-- Begin TEXT SEGMENT --

When i convert word to html, the convert`s result lost the html i insert into word

baifang · August 11, 2022, 7:15am

i use html to repalce the text i find in the specific location, and then i convert word to html, i hope the html which i insert into the word can be saved, but the convert`s result seems lost my html.i do not know whether the way i cope with this issue is right.
My purpose is use a new text to replace the specific text in the Word, and mark the new text, tag a uniqe id, then when i convert to html i can use the id find the new text in the html.
Looking forword to your reply. Thank you very much!

-- End TEXT SEGMENT --
-- Begin EXCERPTED RECORDS --

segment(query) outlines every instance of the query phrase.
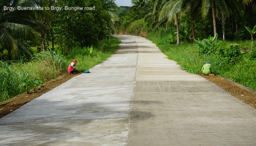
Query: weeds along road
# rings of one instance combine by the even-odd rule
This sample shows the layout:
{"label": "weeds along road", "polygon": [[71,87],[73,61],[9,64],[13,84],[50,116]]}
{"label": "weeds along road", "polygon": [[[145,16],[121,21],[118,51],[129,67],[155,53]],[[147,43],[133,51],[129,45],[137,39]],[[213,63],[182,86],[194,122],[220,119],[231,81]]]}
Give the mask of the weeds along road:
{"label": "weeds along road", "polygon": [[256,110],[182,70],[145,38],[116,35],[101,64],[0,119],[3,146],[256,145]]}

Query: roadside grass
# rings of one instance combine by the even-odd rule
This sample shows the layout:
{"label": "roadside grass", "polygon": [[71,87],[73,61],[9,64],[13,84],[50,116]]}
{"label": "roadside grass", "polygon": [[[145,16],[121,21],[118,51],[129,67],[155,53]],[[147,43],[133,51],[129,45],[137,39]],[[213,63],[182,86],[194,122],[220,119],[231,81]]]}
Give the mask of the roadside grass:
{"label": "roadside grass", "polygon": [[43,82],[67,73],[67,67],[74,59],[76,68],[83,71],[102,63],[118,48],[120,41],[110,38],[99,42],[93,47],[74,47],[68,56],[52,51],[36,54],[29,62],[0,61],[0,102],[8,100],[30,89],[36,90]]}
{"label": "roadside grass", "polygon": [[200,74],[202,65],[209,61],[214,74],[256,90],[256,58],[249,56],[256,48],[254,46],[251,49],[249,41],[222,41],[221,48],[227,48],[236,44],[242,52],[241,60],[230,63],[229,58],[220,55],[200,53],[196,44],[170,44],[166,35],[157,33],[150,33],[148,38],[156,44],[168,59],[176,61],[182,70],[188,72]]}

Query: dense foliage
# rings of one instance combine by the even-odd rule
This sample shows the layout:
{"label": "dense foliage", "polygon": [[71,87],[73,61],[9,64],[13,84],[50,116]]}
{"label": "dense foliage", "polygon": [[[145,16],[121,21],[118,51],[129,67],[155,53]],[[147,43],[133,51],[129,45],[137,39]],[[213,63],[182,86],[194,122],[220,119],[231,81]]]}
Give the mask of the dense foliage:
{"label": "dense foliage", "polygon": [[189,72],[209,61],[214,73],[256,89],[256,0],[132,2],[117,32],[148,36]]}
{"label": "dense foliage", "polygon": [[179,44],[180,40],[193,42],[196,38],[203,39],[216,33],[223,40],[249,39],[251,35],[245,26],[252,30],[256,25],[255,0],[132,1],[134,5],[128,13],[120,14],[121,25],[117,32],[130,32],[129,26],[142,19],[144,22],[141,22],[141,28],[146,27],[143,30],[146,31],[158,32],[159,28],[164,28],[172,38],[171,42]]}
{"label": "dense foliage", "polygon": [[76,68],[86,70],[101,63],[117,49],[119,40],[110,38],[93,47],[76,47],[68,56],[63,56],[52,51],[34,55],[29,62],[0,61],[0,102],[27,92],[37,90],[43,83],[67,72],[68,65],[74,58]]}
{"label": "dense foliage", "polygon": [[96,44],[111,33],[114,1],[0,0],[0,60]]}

-- End EXCERPTED RECORDS --
-- Begin EXCERPTED RECORDS --

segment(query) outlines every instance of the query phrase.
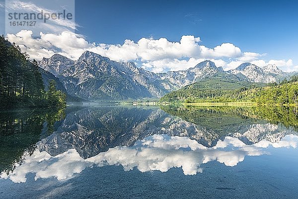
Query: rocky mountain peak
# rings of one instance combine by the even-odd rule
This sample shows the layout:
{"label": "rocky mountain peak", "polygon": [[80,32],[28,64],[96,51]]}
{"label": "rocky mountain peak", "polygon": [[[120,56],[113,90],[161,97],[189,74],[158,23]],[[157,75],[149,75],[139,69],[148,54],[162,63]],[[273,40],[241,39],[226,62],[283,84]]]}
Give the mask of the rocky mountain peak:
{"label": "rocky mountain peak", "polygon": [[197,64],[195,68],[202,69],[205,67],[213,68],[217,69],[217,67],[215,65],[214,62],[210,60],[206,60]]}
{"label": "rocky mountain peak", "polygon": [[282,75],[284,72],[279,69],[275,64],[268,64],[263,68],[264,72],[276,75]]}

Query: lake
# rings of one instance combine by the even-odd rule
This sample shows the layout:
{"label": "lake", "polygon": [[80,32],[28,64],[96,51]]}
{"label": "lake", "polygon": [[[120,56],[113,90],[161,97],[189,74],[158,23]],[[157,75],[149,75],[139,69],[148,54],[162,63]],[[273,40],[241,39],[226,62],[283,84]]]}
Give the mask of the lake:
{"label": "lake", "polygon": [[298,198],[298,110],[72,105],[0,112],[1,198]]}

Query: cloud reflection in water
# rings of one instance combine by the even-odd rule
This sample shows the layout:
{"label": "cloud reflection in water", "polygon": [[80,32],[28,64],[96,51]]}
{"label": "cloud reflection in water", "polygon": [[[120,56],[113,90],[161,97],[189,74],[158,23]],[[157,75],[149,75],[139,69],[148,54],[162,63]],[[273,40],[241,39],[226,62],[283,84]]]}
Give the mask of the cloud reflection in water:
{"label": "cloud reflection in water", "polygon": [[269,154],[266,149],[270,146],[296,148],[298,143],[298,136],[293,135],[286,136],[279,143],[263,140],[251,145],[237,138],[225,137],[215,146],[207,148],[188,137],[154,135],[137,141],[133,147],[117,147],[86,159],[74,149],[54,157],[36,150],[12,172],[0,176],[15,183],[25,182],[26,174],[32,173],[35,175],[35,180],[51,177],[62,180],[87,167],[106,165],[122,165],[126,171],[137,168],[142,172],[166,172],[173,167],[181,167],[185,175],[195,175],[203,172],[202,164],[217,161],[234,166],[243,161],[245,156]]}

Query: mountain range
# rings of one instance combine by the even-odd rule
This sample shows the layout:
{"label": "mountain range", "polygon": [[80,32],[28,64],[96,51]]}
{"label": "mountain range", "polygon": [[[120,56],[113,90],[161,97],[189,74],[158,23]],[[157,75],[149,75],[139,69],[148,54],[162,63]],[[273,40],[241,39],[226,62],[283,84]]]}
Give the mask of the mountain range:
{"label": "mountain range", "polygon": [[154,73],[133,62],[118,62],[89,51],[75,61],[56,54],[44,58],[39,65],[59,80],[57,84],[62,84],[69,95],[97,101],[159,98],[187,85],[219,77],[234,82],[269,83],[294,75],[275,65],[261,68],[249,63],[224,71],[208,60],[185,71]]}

-- End EXCERPTED RECORDS --

== EXERCISE INSTRUCTIONS ==
- A) Return the part of the forum post starting with "i use html to" and going on through "issue is right.".
- B) Answer these questions from the forum post:
(i) What username does the post appear under?
(ii) On what date was the post made?
(iii) What does the poster use to replace the text found at the specific location?
None of the material is needed here.

== WRITTEN ANSWERS ==
- A)
i use html to repalce the text i find in the specific location, and then i convert word to html, i hope the html which i insert into the word can be saved, but the convert`s result seems lost my html.i do not know whether the way i cope with this issue is right.

- B)
(i) baifang
(ii) August 11, 2022
(iii) HTML